Gather every line in the rows that contains the string "item".

Available records -
"""
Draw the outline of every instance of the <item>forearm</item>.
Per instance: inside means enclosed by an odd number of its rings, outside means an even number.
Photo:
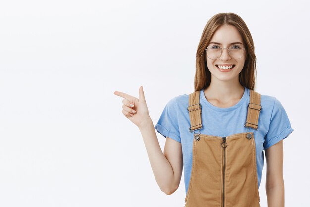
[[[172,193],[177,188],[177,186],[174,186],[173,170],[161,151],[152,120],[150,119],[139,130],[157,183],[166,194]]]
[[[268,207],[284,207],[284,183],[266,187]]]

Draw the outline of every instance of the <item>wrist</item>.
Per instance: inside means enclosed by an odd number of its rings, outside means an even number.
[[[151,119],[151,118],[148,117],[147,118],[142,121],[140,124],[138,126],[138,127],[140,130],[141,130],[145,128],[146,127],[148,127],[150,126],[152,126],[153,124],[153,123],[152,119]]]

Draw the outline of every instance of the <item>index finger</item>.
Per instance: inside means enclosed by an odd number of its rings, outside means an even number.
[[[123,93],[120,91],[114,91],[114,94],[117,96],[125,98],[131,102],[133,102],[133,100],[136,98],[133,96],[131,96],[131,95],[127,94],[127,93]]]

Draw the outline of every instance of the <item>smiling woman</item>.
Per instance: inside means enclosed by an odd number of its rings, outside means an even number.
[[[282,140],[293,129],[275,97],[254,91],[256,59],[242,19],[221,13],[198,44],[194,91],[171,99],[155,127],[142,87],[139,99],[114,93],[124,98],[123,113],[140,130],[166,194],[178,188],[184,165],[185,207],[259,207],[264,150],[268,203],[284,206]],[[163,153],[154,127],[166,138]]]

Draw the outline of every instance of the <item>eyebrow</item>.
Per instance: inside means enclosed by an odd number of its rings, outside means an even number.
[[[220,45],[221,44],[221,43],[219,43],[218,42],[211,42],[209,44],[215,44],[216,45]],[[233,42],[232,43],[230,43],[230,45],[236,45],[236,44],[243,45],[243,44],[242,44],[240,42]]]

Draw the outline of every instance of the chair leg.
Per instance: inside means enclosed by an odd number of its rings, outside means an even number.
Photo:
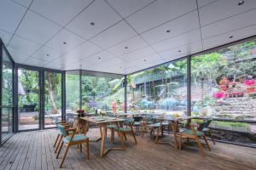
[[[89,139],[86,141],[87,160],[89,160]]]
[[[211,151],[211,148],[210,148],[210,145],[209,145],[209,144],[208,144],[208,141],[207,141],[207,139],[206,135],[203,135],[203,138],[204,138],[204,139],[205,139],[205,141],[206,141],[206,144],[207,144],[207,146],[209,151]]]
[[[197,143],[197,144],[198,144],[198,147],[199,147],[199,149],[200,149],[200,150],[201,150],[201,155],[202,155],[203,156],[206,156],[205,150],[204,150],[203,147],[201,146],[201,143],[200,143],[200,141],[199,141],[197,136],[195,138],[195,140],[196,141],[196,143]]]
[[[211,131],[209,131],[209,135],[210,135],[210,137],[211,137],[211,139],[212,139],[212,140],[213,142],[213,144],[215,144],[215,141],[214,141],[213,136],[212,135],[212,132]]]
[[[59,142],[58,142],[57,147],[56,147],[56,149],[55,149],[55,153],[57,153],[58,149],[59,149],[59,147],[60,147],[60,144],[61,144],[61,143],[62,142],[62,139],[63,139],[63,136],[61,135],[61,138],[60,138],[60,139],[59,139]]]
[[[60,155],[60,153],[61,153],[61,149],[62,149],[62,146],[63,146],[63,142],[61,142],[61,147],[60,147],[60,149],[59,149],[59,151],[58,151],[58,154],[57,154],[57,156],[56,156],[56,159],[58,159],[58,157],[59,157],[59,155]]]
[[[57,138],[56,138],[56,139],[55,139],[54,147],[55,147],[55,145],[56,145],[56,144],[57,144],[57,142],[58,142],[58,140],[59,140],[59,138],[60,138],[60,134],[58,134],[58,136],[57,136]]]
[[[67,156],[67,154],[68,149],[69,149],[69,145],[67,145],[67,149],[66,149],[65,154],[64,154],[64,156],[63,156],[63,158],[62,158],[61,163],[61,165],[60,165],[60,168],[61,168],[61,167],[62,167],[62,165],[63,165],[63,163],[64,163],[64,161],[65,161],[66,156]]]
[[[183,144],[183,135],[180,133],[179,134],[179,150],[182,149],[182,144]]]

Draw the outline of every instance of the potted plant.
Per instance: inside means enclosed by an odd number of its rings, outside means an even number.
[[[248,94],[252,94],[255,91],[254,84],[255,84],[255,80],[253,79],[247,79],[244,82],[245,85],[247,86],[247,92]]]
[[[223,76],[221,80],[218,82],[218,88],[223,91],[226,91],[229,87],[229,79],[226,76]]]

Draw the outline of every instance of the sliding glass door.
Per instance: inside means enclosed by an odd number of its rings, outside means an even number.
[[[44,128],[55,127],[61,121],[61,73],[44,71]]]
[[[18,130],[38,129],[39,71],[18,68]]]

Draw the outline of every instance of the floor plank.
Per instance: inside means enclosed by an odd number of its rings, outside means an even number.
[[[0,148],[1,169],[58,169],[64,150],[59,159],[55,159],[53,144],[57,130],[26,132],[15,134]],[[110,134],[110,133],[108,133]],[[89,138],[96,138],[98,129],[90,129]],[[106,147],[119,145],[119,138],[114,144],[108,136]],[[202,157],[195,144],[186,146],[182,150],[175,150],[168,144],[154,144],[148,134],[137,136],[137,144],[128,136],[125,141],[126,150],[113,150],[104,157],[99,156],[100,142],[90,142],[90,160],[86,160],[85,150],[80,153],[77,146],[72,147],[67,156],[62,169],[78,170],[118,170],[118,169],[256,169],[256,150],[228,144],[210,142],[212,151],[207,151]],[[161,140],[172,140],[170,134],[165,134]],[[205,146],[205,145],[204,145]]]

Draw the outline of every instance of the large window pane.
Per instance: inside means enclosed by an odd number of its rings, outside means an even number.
"""
"""
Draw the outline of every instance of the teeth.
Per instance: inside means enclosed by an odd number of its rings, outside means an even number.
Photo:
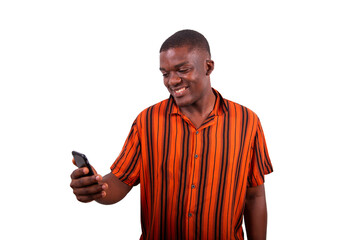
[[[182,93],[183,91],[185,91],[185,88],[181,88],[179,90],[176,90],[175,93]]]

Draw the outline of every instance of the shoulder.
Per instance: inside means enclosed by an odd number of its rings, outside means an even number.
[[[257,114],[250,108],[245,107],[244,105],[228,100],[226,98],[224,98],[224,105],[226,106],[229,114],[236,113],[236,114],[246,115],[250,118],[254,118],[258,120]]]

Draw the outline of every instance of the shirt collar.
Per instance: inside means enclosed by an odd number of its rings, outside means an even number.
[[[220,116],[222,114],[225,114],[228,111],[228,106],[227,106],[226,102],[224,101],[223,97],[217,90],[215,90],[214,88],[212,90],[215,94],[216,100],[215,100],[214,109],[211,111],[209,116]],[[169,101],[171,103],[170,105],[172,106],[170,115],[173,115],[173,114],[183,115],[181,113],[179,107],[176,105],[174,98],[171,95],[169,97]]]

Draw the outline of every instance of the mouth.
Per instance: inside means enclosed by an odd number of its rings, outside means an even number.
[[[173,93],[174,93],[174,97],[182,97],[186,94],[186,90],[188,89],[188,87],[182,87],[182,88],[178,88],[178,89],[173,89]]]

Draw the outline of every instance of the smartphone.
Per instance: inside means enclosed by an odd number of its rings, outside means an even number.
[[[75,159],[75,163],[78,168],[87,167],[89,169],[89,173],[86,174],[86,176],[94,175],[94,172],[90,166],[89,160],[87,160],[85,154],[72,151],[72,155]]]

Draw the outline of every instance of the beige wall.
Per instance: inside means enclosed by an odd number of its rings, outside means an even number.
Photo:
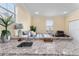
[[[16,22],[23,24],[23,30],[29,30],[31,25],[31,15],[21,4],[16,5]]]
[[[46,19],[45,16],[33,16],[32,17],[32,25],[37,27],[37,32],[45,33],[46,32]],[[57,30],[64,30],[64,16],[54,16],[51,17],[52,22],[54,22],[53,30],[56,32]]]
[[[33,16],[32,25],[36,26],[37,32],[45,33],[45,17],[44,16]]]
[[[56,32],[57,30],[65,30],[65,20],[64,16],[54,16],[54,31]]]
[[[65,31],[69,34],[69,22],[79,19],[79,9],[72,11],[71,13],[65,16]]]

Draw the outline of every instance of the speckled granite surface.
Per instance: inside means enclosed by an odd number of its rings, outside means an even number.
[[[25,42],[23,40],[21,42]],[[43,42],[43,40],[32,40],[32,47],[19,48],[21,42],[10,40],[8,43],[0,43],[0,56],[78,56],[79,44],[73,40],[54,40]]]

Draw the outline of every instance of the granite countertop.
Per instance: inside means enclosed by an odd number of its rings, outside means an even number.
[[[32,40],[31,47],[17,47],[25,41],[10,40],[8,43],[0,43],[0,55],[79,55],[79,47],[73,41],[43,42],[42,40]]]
"""
"""
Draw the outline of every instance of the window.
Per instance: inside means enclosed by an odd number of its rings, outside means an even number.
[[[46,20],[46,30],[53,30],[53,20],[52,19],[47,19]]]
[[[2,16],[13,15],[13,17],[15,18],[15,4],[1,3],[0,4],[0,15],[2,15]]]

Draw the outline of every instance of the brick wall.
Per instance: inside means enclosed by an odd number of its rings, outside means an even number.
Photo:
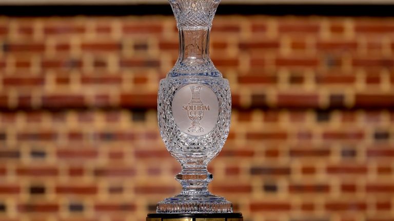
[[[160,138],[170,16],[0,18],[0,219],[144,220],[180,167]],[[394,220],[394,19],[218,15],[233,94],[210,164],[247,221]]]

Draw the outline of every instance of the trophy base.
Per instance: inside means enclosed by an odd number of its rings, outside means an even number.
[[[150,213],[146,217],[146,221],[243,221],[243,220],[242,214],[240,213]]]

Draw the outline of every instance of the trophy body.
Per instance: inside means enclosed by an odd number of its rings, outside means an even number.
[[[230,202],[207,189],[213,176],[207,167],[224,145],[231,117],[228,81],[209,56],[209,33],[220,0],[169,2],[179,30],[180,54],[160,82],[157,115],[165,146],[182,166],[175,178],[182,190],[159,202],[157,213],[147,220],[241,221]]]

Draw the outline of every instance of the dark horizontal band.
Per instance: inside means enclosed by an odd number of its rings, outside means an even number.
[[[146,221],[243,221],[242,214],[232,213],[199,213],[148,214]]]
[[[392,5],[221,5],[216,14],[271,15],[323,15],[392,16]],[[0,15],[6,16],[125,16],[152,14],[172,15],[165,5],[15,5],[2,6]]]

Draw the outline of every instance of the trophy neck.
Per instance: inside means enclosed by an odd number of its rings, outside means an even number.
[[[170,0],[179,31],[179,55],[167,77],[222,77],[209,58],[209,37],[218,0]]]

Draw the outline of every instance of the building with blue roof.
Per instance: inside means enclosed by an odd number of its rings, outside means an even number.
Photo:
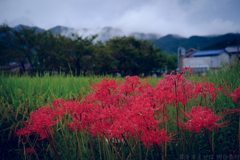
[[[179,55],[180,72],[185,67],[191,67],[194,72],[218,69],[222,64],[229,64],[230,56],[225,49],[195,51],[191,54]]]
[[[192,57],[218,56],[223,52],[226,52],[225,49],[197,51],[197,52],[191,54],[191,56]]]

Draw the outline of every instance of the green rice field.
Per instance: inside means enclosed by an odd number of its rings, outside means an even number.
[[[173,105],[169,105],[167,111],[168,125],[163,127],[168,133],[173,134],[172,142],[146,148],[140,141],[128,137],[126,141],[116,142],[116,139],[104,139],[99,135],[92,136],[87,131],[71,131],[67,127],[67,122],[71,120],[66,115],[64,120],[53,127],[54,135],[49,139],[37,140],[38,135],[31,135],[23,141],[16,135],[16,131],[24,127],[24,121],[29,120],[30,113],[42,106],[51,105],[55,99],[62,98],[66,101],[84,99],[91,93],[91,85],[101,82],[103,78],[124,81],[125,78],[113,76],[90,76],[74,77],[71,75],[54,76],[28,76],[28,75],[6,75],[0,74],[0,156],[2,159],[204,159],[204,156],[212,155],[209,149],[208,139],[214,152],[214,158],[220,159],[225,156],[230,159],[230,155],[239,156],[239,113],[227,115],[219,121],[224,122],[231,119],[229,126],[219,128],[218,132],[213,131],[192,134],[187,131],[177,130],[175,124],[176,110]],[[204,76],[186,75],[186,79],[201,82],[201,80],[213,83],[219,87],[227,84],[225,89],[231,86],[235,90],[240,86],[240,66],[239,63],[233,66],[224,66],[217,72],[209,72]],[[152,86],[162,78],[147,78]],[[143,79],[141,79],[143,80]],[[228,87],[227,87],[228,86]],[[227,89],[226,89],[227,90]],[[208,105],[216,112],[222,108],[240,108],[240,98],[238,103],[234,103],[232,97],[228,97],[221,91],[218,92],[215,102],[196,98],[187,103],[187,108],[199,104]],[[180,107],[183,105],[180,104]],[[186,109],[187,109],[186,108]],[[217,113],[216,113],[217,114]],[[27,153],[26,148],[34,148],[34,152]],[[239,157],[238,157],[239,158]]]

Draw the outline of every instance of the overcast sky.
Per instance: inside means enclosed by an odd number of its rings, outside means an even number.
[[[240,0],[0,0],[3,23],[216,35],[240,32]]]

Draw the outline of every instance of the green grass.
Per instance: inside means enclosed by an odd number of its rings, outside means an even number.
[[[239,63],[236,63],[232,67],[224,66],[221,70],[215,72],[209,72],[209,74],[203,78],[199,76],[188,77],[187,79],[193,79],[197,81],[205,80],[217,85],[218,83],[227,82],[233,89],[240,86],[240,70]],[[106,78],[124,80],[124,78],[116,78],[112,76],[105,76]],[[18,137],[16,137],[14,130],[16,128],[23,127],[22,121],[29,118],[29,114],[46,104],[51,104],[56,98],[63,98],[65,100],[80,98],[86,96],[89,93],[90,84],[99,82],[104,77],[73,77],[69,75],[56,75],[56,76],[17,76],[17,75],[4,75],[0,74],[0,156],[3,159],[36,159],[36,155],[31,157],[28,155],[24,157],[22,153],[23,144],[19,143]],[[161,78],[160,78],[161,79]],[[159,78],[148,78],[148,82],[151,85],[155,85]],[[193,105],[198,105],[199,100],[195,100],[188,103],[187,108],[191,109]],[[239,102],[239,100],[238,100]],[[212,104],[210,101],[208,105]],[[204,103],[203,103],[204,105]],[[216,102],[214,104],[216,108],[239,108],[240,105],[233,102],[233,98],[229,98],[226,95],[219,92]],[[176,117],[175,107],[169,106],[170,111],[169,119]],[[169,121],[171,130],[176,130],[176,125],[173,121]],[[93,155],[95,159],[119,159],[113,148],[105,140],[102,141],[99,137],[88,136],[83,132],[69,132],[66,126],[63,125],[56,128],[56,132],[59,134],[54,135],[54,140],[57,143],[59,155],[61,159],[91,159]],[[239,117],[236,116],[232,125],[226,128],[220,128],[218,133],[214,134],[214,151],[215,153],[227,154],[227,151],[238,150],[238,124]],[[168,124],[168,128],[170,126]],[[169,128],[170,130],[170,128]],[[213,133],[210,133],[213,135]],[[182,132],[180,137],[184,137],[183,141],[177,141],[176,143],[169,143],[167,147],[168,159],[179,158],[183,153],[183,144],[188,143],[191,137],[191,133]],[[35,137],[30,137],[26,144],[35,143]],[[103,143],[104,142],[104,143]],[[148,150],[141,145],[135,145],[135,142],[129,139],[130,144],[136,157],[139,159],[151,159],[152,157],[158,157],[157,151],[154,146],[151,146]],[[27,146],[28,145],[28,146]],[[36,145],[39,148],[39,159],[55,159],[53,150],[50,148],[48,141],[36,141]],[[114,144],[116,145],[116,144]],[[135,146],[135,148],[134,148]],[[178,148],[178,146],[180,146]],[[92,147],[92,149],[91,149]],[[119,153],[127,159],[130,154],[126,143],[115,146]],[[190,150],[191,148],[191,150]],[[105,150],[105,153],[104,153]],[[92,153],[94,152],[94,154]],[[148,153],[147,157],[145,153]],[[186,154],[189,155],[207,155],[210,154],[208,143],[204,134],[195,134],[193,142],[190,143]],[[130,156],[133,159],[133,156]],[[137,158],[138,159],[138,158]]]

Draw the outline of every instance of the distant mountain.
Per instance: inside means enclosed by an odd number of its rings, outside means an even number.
"""
Complete answer -
Draw the outline of every instance of the <item>forearm</item>.
Draw the outline of every instance of the <item>wrist</item>.
Draw the outline of every instance of the <item>index finger</item>.
Draw the outline of every instance of the <item>smiling woman</item>.
Draw the outline of every instance of the <item>eyebrow</item>.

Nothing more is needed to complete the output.